# [Directive A]
In the article below about Nury Martinez and prostitution, what tool would Los Angeles use to generate the "Dear John" letters?
# [Directive B]
Continue the article about Nury Martinez's plan to shame "Johns" with license plate readers, picking up right after its final sentence.
--- Begin Text to read ---
Nury Martinez, Prostitution & Bad Technology
Nov. 30, 2015 (Mimesis Law) — Los Angeles City Councilwoman Nury Martinez thinks prostitution is a Very Bad Thing and that people should refrain from soliciting sex in her district. Fortunately, she’s got a solution that would pass the endorsement of Super Grover 2.0: unleash the Power of Technology!
Los Angeles is considering sending “Dear John” letters to the homes of men who solicit prostitutes hoping the mail will be opened by mothers, girlfriends or wives.
Privacy advocates are slamming the idea. The plan would use automated license plate readers to generate the letters, which would be aimed at shaming “Johns,” the Los Angeles Daily News reported.
Automated License Plate Readers (or ALPRs), are a widely used law enforcement mass surveillance tool. Mounted onto police cars or fixed to bridges, they use high speed cameras to take thousands of photographs of license plates. The date, time, and location of each plate scan is recorded by the scanner, and often uploaded into a database for later use. Police justify the use of these devices by saying they ease the work in locating stolen vehicles and finding vehicles used by those who committed a crime. Privacy advocates note other concerns with ALPRs that reach past those laudable goals.
[Most] ALPR systems collect and store data on every car (i.e. they don’t distinguish between suspects and innocent civilians). Even if a vehicle isn’t involved in a crime, data on where it was and when may be stored for many years, just in case the vehicle later comes under suspicion…Depending on how much data has been collected, this information in aggregate can reveal all sorts of personal information, including what doctors you visit, what protests you attend, and where you work, shop, worship, and sleep at night. (emphasis added.)
--- End Text to read ---
--- Begin Entries provided ---
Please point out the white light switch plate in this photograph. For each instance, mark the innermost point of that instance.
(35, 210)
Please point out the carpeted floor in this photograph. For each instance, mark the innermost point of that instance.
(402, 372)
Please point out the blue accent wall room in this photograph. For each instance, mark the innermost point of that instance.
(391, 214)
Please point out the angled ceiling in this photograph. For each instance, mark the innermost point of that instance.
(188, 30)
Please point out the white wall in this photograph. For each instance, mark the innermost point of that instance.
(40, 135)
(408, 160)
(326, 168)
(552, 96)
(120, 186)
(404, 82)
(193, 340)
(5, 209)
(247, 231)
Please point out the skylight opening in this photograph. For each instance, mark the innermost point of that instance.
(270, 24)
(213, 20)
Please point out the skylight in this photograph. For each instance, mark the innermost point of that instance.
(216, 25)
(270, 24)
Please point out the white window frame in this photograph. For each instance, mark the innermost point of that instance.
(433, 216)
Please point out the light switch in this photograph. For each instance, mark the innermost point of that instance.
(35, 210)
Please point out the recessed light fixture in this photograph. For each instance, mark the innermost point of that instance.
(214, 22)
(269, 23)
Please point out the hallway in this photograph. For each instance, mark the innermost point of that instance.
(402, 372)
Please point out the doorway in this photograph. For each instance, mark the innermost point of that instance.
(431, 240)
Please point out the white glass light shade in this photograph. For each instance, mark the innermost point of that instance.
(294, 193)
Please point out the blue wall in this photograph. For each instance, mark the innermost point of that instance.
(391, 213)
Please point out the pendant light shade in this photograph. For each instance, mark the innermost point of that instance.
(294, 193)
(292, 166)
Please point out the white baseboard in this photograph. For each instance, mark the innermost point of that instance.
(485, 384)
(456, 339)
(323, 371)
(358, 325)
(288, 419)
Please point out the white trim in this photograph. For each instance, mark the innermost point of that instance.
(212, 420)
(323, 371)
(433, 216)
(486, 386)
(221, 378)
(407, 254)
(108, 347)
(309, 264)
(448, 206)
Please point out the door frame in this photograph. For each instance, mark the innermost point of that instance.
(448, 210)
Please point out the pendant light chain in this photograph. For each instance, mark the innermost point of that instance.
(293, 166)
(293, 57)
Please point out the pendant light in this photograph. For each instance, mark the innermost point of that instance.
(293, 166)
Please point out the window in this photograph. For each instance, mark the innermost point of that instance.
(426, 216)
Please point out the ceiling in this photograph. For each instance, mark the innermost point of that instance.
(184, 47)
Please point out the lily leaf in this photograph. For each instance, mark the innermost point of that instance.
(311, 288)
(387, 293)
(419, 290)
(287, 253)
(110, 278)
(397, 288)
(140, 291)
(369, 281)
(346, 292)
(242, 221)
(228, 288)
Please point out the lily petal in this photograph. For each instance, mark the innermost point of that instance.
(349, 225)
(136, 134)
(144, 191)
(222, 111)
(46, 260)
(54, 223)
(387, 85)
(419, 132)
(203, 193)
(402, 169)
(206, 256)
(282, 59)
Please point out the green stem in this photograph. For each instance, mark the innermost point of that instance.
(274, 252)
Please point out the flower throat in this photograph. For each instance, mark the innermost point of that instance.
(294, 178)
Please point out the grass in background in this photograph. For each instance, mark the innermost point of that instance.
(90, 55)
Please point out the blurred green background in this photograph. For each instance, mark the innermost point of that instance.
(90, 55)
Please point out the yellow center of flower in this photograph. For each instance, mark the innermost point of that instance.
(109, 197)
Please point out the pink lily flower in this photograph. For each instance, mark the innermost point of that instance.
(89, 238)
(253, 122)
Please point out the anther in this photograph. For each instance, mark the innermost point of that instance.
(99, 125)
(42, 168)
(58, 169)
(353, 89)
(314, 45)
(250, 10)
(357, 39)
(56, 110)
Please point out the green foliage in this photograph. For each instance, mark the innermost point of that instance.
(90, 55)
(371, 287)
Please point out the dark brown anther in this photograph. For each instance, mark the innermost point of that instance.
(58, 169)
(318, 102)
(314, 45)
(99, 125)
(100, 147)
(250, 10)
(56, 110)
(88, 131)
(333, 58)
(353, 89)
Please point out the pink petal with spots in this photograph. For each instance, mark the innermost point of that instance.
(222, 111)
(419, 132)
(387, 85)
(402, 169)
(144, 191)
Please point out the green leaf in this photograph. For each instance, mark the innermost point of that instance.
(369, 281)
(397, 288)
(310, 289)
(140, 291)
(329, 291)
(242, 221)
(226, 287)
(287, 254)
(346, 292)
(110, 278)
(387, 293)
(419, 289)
--- End Entries provided ---
# [Task result A]
Automated license plate readers.

# [Task result B]
I bolded the above statement because that’s where Councilwoman Martinez’s plan goes past the realm of combating prostitution and falls head first into a spiral of lunacy that could cost Los Angeles millions of dollars in civil suits. Vehicles, and the people who drive them, may have perfectly legal reasons to be in her San Fernando Valley district. Technology doesn’t distinguish between those soliciting groceries and soliciting sex, so all the data will be aggregated and letters potentially sent to someone’s home who just happened to be in the neighborhood to pick up a gallon of milk and a loaf of bread.
Councilwoman Martinez doesn’t seem to think this is a problem, as evidenced by a statement she gave to the media.
If you aren’t soliciting, you have no reason to worry about finding one of these letters in your mailbox. But if you are, these letters will discourage you from returning. Soliciting for sex in our neighborhoods is not OK.
The great part about Councilwoman Martinez’s scheme is that law enforcement officials themselves are already calling bullshit on the measure. Nick Selby, a Texas cop and CEO of a company called “Streetcred Software,” explained at Medium why Martinez’s plan dovetails with H.L. Mencken’s quote, “For every complex problem there is an answer that is clear, simple, and wrong.”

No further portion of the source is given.